THE TASK >>
Please rewrite the items from the line containing "Target: front wheel" through the line containing "(1073, 678)", changing "snow bank" to "snowbank" and leaving all else as it is. Return only those lines.
** begin **
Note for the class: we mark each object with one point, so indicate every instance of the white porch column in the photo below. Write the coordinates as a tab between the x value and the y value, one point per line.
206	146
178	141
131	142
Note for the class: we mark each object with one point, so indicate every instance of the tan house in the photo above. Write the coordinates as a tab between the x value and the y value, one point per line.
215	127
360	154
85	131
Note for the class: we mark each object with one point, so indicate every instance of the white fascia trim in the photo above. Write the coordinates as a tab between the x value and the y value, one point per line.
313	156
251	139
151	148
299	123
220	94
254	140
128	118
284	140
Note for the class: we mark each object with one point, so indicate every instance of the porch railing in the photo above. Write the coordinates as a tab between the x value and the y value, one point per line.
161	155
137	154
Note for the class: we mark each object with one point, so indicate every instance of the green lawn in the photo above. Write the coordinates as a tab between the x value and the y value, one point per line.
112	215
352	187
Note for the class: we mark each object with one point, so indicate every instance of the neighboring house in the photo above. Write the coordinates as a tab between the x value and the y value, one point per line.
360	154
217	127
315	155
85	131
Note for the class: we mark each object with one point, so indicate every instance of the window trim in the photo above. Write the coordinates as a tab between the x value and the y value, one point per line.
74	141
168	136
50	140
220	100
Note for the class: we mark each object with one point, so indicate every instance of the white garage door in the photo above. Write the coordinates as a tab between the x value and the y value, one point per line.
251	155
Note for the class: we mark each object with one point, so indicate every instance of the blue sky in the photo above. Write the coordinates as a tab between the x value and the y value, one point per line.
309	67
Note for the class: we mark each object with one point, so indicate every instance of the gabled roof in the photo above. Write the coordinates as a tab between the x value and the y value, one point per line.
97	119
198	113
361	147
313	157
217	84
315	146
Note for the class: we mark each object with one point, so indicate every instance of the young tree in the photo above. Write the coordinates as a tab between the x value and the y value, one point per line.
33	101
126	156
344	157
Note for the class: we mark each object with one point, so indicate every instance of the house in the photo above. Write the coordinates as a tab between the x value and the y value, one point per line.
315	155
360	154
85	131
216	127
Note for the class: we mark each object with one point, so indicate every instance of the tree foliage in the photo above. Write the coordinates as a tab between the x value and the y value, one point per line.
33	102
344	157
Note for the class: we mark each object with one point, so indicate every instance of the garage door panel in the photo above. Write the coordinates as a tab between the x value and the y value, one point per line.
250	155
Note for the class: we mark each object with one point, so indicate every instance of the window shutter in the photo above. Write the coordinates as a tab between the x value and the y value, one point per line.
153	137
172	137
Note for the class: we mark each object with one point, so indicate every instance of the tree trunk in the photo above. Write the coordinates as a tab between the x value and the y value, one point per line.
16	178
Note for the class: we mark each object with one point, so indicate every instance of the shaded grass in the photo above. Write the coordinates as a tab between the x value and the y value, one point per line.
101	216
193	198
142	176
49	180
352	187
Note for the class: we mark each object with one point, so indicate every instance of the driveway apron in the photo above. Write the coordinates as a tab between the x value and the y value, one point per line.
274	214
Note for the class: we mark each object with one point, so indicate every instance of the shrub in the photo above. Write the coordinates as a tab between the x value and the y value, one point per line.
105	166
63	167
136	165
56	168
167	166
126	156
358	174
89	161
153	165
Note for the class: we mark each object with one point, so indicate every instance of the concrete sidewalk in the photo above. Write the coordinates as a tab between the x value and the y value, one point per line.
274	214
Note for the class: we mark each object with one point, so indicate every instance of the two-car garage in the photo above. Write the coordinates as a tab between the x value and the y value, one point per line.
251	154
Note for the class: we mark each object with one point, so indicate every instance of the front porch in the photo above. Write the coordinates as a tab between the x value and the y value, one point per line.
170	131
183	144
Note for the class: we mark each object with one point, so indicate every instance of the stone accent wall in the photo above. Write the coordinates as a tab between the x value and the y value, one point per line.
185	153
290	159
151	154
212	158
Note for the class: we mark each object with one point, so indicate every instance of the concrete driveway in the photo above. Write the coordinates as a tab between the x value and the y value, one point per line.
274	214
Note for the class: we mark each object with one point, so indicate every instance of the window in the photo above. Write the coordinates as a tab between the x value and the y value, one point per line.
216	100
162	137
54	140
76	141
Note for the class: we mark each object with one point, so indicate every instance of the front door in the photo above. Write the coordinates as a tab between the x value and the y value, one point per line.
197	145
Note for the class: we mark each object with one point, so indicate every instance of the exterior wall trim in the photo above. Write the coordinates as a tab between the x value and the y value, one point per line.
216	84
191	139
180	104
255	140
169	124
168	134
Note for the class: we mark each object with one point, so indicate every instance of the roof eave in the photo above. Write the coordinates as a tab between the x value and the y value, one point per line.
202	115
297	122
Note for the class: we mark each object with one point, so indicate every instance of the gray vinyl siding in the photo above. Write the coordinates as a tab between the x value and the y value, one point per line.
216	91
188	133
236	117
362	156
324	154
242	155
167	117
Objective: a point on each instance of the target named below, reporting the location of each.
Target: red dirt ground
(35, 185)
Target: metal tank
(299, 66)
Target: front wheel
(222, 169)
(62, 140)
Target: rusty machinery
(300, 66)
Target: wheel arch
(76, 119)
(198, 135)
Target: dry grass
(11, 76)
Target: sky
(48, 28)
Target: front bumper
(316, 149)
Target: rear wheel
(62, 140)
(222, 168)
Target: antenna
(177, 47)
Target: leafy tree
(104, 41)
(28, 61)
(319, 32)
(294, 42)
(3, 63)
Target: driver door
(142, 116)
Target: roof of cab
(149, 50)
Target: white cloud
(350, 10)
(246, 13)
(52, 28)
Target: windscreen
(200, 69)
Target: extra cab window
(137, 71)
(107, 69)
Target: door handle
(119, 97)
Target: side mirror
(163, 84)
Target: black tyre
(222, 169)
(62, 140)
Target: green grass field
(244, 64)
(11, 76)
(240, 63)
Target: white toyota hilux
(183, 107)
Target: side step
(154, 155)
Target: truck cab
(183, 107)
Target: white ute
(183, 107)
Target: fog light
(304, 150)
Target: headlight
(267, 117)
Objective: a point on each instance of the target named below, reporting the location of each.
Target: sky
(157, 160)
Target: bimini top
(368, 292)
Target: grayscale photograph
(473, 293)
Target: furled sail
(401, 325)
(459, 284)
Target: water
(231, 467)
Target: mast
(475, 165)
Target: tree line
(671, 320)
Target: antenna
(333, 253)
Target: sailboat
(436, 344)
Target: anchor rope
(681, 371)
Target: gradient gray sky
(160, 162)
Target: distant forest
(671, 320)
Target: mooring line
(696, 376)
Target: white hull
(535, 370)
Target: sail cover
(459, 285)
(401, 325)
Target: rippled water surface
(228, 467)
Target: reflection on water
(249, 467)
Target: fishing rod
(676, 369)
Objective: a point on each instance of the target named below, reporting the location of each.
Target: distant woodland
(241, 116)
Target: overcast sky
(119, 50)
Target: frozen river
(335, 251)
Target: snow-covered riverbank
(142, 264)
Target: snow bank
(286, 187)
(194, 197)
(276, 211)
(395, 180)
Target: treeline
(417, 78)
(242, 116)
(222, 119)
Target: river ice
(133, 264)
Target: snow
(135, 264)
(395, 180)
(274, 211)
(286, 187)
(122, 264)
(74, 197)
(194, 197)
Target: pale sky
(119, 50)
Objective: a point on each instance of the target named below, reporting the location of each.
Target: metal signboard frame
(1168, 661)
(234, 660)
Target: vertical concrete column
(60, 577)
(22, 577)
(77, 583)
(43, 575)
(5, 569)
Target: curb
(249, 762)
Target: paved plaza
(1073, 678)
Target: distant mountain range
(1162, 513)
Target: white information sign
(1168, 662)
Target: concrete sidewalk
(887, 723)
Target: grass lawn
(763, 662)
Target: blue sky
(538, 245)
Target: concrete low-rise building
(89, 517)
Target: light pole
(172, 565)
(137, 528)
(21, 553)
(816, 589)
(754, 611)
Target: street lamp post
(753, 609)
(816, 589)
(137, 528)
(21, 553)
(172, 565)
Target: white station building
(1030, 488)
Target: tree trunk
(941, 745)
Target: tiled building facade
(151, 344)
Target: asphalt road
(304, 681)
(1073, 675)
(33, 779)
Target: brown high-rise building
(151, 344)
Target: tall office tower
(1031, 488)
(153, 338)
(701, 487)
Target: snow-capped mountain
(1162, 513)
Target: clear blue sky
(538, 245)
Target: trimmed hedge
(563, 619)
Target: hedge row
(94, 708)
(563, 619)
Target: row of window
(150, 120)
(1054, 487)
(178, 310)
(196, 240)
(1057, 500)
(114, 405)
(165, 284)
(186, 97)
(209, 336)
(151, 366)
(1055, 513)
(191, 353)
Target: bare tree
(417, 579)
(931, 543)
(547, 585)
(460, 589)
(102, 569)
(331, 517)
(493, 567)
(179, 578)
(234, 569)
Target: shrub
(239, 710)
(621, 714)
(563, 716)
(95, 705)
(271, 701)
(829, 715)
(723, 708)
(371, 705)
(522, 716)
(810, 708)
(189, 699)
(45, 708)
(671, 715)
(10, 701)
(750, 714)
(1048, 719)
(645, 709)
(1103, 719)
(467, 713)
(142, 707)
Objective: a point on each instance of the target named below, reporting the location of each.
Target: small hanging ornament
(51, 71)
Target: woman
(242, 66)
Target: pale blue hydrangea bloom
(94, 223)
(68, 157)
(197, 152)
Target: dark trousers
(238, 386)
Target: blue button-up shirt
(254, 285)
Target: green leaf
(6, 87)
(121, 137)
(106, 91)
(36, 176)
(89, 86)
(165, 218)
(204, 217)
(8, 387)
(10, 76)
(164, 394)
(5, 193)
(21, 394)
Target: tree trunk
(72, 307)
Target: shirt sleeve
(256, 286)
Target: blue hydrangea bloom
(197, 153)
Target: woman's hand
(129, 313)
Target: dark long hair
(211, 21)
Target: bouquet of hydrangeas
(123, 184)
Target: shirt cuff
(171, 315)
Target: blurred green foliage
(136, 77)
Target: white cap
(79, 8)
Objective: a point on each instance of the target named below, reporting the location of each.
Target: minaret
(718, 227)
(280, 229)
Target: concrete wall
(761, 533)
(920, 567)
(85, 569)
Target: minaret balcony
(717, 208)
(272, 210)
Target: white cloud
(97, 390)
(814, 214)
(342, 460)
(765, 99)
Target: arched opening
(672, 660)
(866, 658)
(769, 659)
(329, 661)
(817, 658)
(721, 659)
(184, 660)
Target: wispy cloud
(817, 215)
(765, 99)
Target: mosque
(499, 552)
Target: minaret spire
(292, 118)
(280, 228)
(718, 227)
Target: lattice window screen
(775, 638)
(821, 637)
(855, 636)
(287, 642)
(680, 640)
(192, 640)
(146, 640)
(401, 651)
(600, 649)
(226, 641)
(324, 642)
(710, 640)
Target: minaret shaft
** end **
FULL OUTPUT >>
Target: front wheel
(222, 169)
(62, 140)
Target: rusty machinery
(300, 66)
Target: wheel arch
(76, 119)
(198, 135)
Target: dry grass
(11, 76)
Target: sky
(48, 28)
Target: front bumper
(316, 149)
Target: rear wheel
(62, 140)
(222, 168)
Target: antenna
(177, 47)
Target: leafy tree
(104, 41)
(28, 61)
(319, 32)
(294, 42)
(3, 63)
Target: driver door
(142, 116)
Target: roof of cab
(149, 50)
Target: white cloud
(350, 10)
(246, 13)
(52, 28)
Target: windscreen
(200, 69)
Target: extra cab window
(137, 71)
(107, 69)
Target: door handle
(119, 97)
Target: side mirror
(163, 84)
Target: black tyre
(222, 169)
(62, 140)
Target: green grass field
(244, 64)
(11, 76)
(240, 63)
Target: white toyota hilux
(183, 107)
Target: side step
(154, 155)
Target: truck cab
(183, 107)
Target: white ute
(183, 107)
Target: fog light
(304, 150)
Target: headlight
(267, 117)
Objective: a point on each instance of the target named below, reporting the location of each.
Target: sky
(157, 160)
Target: bimini top
(368, 292)
Target: grayscale photograph
(473, 293)
Target: furled sail
(401, 325)
(459, 284)
Target: water
(231, 467)
Target: mast
(475, 165)
Target: tree line
(671, 320)
Target: antenna
(333, 253)
Target: sailboat
(436, 344)
Target: anchor rope
(681, 371)
Target: gradient gray sky
(160, 162)
Target: distant forest
(671, 320)
Target: mooring line
(696, 376)
Target: white hull
(535, 370)
Target: sail cover
(459, 285)
(401, 325)
Target: rippled water surface
(228, 467)
Target: reflection on water
(249, 467)
Target: fishing rod
(676, 369)
Objective: a point on each instance of the target named below, reporting the location of each.
Target: distant woodland
(241, 116)
Target: overcast sky
(119, 50)
Target: frozen river
(335, 251)
Target: snow-covered riverbank
(142, 264)
Target: snowbank
(286, 187)
(194, 197)
(276, 211)
(395, 180)
Target: treeline
(417, 78)
(242, 116)
(222, 119)
Target: river ice
(133, 264)
Target: snow
(135, 264)
(395, 180)
(274, 211)
(286, 187)
(122, 264)
(74, 197)
(194, 197)
Target: pale sky
(119, 50)
Objective: a point on each instance of the target named below, reporting the location of each.
Target: metal signboard frame
(1168, 661)
(234, 660)
Target: vertical concrete column
(60, 577)
(22, 577)
(77, 583)
(43, 575)
(5, 569)
Target: curb
(249, 762)
Target: paved plaza
(1073, 678)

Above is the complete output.